= EXERCISE INSTRUCTIONS =
Pick out every line in the data below that contains the word "closet", and copy each of those lines unchanged.

........

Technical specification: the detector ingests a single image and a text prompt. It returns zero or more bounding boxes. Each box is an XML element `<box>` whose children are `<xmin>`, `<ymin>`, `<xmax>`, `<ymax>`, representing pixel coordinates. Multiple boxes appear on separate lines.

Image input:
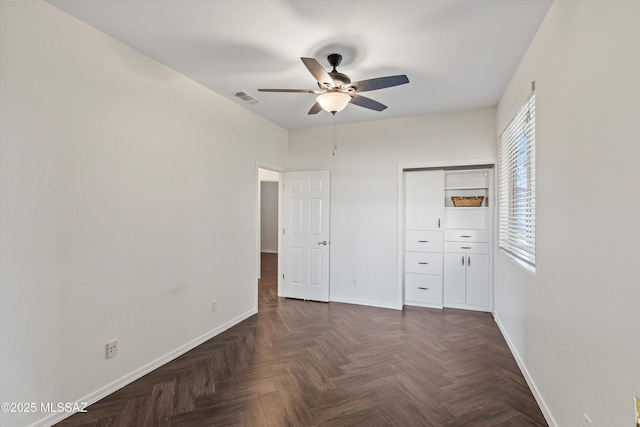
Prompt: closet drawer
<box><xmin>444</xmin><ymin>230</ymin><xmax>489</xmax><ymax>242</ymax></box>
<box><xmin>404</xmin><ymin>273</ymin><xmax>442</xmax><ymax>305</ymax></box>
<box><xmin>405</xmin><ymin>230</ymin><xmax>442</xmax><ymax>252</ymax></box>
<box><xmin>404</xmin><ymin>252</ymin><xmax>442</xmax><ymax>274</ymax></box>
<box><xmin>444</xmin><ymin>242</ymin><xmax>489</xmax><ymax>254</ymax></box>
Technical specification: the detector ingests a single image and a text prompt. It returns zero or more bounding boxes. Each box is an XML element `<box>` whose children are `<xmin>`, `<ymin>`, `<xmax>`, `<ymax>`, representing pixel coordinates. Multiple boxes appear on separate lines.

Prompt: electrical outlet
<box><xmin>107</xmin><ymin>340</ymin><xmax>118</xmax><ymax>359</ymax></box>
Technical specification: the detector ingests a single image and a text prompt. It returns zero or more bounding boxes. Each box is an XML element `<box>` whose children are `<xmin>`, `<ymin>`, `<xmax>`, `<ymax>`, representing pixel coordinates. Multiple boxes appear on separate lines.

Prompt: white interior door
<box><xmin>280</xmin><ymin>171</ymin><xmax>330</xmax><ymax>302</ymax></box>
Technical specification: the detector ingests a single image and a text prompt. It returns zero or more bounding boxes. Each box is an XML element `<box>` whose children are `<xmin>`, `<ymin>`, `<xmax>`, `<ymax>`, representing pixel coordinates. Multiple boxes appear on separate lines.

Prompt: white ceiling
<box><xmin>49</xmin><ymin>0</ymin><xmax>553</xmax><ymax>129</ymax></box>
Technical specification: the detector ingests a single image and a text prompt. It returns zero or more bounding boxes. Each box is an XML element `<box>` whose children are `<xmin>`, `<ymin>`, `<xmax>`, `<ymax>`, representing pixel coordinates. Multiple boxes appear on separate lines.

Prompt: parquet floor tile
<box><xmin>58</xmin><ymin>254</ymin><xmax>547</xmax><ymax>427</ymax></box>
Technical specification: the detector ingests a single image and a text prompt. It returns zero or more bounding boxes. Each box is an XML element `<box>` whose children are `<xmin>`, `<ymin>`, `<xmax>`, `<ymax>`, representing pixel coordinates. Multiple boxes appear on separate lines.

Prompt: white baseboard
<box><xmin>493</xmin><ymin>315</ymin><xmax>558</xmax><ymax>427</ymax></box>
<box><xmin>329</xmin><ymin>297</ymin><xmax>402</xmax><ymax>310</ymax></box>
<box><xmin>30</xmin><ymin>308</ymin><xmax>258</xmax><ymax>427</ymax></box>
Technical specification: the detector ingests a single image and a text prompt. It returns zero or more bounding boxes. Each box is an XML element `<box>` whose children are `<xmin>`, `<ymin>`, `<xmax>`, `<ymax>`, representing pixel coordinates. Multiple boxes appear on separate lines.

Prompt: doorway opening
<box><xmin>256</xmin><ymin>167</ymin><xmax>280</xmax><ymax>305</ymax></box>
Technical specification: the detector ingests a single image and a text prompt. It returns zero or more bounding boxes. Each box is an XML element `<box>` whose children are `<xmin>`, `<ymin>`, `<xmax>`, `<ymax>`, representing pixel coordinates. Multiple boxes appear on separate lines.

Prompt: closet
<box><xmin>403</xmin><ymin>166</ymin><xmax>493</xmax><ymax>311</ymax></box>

........

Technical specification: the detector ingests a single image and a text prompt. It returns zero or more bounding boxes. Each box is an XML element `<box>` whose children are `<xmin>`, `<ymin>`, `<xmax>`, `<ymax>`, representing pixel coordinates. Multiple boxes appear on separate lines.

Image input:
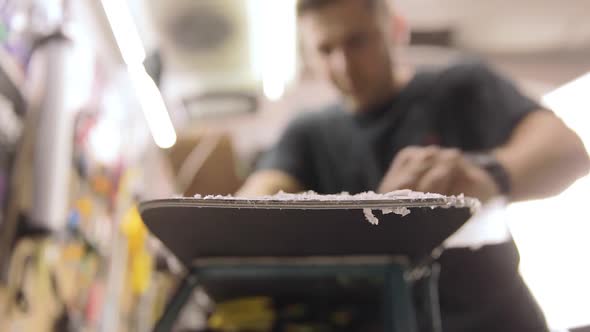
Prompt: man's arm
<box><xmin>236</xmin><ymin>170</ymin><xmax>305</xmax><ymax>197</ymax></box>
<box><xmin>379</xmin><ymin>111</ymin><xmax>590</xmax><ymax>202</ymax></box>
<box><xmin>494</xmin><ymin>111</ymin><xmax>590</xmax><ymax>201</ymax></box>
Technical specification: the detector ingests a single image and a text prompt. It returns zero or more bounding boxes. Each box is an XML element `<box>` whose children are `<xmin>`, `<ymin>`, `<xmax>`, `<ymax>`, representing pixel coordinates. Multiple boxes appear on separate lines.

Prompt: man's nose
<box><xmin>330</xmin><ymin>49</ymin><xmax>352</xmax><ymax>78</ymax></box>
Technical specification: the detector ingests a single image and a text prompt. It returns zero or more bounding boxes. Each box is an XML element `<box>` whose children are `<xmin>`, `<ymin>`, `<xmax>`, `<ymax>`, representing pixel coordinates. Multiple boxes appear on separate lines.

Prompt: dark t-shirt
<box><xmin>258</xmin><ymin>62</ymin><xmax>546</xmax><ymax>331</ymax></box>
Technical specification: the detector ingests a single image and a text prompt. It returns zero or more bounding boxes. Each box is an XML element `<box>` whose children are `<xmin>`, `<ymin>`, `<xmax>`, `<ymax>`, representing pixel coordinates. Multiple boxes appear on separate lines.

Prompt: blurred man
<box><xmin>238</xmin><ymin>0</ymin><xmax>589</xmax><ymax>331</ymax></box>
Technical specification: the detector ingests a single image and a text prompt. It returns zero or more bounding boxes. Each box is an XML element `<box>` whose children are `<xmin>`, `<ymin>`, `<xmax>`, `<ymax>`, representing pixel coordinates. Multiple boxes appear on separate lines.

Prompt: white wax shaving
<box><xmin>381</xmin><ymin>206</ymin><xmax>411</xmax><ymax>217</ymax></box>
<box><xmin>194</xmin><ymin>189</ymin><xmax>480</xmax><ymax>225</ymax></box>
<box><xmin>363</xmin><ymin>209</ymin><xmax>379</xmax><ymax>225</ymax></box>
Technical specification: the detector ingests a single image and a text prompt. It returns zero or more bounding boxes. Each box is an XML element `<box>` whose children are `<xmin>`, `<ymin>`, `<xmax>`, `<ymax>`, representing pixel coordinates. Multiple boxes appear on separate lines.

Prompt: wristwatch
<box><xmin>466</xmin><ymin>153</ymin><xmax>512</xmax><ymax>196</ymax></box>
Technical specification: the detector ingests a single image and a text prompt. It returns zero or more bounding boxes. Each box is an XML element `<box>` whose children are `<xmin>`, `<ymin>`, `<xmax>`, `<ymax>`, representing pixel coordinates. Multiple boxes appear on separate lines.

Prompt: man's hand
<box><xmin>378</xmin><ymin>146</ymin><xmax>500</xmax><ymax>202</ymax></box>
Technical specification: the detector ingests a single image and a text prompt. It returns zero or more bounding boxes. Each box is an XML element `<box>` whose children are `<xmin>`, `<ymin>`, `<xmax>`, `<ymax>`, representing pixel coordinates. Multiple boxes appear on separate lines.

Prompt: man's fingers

........

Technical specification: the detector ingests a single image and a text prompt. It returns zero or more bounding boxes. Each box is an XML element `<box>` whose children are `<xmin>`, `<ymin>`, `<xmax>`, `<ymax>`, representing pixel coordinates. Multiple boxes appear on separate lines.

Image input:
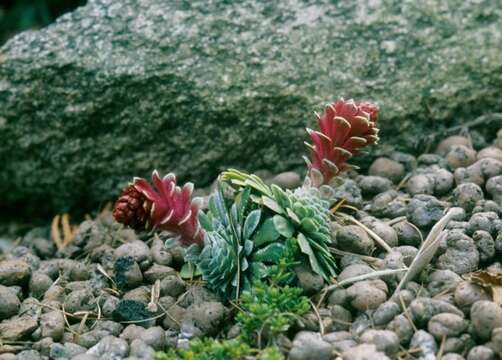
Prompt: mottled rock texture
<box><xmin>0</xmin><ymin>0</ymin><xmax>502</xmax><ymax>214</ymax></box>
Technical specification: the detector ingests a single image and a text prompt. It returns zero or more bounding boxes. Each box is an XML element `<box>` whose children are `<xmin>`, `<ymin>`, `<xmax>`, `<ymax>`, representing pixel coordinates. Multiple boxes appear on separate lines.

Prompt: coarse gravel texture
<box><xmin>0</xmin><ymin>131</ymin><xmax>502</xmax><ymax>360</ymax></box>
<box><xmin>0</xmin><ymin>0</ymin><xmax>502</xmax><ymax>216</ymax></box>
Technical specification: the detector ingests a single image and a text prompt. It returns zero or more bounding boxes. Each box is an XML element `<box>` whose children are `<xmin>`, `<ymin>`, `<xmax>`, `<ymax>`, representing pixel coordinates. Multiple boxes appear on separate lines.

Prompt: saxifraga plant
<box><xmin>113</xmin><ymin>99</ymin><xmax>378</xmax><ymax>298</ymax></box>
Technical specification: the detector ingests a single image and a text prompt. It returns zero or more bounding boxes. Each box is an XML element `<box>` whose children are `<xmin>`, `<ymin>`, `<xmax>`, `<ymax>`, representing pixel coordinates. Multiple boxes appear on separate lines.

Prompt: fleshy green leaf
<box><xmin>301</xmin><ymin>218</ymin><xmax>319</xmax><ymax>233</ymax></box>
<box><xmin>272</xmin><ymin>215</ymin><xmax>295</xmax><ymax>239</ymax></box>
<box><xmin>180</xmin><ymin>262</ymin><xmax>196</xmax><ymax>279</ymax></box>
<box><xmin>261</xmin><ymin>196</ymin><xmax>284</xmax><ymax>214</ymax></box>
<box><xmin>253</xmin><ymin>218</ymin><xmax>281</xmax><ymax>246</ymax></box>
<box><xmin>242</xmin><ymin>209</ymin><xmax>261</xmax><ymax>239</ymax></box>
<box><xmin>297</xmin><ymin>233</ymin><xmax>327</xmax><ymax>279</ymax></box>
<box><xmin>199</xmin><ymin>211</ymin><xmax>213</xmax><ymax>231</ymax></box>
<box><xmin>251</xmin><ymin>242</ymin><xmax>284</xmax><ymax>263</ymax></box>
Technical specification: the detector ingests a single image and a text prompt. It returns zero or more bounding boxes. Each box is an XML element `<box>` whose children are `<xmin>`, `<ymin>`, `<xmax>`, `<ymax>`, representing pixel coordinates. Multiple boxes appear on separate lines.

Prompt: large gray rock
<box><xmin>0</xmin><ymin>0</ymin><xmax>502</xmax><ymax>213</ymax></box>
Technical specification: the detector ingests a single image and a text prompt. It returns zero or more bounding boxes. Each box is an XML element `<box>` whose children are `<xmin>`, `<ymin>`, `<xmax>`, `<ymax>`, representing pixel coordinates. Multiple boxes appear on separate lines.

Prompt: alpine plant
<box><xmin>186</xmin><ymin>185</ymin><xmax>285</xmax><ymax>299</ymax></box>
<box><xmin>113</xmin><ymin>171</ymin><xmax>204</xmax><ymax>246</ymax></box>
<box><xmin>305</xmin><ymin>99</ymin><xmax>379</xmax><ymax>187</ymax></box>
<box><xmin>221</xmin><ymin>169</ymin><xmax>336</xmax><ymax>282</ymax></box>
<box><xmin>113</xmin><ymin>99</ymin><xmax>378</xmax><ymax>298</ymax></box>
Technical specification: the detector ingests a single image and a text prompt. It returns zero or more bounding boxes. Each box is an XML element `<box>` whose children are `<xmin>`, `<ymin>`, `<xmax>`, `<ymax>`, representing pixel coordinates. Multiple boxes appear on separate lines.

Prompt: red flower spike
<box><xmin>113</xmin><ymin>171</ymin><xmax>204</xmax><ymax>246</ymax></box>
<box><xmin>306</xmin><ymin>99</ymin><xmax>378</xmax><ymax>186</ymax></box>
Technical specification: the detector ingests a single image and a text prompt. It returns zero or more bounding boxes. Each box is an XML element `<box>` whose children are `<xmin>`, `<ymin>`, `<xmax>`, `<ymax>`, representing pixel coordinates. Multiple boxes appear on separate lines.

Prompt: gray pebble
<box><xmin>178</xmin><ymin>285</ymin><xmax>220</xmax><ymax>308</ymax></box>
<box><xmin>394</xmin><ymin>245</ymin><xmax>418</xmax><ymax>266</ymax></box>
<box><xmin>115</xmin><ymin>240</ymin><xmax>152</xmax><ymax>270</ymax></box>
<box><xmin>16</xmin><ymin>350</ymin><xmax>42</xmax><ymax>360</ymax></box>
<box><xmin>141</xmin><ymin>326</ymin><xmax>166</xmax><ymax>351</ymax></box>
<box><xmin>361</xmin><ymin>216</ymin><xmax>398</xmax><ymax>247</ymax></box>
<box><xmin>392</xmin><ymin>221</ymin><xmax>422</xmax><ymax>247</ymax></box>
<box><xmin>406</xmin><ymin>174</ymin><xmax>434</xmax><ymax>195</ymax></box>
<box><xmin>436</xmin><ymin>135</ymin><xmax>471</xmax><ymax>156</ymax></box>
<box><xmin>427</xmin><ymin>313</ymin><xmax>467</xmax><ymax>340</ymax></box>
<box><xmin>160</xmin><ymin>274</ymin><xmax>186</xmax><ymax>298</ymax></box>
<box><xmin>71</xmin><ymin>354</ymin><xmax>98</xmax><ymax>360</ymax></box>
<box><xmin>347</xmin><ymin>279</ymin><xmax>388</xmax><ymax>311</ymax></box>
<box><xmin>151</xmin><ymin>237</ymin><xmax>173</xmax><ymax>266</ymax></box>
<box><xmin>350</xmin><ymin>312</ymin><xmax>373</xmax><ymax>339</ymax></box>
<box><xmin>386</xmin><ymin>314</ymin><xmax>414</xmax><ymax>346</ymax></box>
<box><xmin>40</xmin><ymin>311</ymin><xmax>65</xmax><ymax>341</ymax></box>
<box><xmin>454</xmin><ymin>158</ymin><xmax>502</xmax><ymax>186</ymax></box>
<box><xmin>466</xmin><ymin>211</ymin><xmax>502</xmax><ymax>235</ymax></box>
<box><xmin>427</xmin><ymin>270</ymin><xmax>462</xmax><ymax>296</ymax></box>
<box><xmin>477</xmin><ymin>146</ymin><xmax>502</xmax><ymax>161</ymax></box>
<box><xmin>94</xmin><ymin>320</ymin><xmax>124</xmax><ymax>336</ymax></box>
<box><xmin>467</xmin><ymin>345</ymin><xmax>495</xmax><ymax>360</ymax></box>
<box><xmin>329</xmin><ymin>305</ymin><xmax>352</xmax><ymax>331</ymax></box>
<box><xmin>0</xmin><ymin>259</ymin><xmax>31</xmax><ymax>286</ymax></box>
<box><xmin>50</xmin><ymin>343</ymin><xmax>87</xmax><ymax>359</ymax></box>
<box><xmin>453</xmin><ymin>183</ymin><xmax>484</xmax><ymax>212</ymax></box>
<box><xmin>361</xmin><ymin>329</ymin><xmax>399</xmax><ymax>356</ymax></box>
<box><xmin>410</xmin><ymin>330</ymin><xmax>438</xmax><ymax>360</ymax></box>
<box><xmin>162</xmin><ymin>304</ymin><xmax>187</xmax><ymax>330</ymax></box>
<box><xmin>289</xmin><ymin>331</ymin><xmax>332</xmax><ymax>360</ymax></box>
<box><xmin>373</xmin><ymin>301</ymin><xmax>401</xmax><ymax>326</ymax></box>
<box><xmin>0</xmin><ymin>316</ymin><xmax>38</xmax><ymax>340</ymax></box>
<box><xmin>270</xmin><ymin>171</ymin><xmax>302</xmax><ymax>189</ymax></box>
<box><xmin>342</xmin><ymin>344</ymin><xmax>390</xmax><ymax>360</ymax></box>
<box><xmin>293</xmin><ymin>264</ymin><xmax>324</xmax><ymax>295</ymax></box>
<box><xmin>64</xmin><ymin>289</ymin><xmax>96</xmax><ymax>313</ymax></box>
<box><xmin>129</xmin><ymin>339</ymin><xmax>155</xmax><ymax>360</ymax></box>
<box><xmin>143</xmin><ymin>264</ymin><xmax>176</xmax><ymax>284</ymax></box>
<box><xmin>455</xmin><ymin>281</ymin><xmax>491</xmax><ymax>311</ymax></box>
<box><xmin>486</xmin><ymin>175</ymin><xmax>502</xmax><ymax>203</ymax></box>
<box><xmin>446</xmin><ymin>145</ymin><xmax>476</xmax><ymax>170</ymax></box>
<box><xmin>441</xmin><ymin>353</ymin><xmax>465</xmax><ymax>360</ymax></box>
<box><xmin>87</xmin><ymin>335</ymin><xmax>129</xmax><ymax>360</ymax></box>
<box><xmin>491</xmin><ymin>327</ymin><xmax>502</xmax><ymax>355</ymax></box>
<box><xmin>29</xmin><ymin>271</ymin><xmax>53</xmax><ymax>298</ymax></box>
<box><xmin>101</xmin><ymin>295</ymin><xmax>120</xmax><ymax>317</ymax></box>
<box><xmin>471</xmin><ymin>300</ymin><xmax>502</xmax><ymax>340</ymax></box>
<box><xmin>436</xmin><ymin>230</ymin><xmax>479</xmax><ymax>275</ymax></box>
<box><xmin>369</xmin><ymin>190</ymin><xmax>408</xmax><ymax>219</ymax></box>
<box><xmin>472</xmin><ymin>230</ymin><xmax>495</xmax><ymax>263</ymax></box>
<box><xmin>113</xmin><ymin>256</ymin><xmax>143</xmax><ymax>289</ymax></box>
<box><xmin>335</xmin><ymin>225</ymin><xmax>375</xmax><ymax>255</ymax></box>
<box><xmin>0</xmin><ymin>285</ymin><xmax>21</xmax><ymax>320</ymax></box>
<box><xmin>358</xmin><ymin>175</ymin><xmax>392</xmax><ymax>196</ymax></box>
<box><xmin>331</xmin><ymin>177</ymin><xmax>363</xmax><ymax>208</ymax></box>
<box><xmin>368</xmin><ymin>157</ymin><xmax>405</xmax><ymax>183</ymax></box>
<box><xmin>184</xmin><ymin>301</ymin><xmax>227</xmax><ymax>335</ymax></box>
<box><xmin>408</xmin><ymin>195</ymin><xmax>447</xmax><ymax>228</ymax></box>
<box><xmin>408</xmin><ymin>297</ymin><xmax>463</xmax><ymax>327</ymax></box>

........

= RESPONSE BELOW =
Prompt: closet drawer
Prompt: closet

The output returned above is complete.